• [WORK TO DO]: Copy every line of the records below word for word, without changing anything.

** start of MATERIAL FOR THIS TASK **

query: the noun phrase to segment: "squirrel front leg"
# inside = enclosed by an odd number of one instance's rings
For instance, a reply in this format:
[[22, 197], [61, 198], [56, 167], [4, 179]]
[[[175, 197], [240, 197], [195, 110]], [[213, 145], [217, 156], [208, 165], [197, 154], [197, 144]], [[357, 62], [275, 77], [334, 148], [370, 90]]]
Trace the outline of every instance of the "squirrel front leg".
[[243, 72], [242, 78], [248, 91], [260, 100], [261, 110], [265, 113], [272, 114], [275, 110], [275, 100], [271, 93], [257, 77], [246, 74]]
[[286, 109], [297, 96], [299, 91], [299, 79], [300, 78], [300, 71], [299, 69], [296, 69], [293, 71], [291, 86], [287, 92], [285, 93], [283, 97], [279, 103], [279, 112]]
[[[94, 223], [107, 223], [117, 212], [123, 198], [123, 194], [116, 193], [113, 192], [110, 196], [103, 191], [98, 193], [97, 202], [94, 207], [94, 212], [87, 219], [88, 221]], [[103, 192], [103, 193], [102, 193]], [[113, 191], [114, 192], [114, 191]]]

** end of MATERIAL FOR THIS TASK **

• [ANSWER TO THE TASK]:
query: the noun phrase to segment: "squirrel front leg"
# inside = enclosed by an odd number of one instance's rings
For instance, a reply in this format:
[[22, 197], [61, 198], [56, 167], [4, 179]]
[[[175, 197], [240, 197], [195, 110]], [[213, 145], [217, 156], [208, 165], [197, 154], [197, 144]], [[357, 62], [275, 77], [334, 148], [370, 90]]]
Trace the outline of every instance of the "squirrel front leg".
[[243, 72], [242, 78], [248, 91], [260, 100], [261, 110], [265, 113], [272, 114], [275, 110], [275, 100], [271, 93], [257, 77], [246, 74]]
[[286, 109], [297, 96], [299, 91], [299, 79], [300, 78], [300, 71], [299, 69], [296, 69], [293, 71], [291, 86], [287, 92], [285, 93], [283, 97], [279, 103], [279, 112]]
[[[94, 223], [107, 223], [117, 212], [123, 198], [123, 194], [116, 193], [113, 192], [110, 196], [103, 191], [98, 193], [97, 202], [94, 207], [94, 212], [87, 219], [88, 221]], [[103, 192], [103, 193], [102, 193]], [[113, 191], [114, 192], [114, 191]]]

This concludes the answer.